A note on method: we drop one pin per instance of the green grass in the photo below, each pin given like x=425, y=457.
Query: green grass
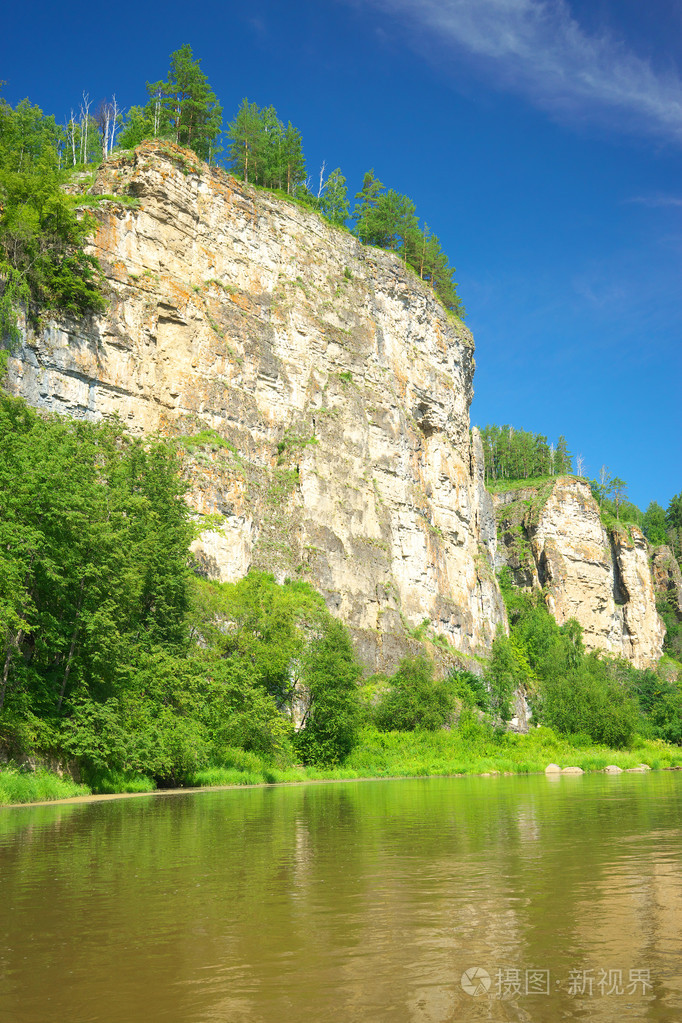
x=473, y=749
x=109, y=782
x=502, y=486
x=36, y=787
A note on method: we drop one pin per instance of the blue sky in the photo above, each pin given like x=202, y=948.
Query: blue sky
x=540, y=139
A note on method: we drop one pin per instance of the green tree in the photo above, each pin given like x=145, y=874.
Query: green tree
x=618, y=489
x=333, y=203
x=415, y=700
x=183, y=108
x=42, y=262
x=329, y=728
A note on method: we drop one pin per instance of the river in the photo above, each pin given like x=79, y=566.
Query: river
x=410, y=901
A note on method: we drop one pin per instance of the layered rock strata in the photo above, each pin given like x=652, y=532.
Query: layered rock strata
x=552, y=537
x=321, y=391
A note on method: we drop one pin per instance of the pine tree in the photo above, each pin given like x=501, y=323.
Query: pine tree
x=333, y=202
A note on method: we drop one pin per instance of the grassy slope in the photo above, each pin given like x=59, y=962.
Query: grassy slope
x=381, y=755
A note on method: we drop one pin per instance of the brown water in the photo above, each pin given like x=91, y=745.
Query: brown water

Your task:
Could you return all of the items above word for word, with the picture left out?

Complete response:
A note on method: we drop one pin per instance of the green grass in the photo below, each pin given like x=425, y=457.
Query: green grass
x=473, y=749
x=109, y=782
x=502, y=486
x=36, y=787
A note on method: we drop one pin per instance of the blue sky in the photo above, each pin given like x=202, y=948.
Query: blue sky
x=540, y=139
A note on method: we drop one pin per instance of the green tree in the photo above, each pin given like x=145, y=874.
Query: green tree
x=618, y=489
x=333, y=203
x=415, y=700
x=183, y=108
x=42, y=262
x=329, y=728
A note on method: we drop one pin per instance of the river in the photo above, each pin given like x=79, y=566.
Query: river
x=410, y=901
A note on method: we drop one pin per instance of the layered rock strata in the photo above, each pin given like x=652, y=532.
Query: layered rock strata
x=552, y=537
x=321, y=391
A note on method: we drop one pin per instance of the pine tree in the photo above, each pin given like x=501, y=323.
Query: pine tree
x=333, y=202
A note on method: we drop one pin per instance of the grassy slope in the photo above, each pin given like x=59, y=962.
Query: grassy slope
x=381, y=755
A note on method: we drop one pin per instance of the brown water in the photo above, each pin given like x=91, y=745.
Query: brown water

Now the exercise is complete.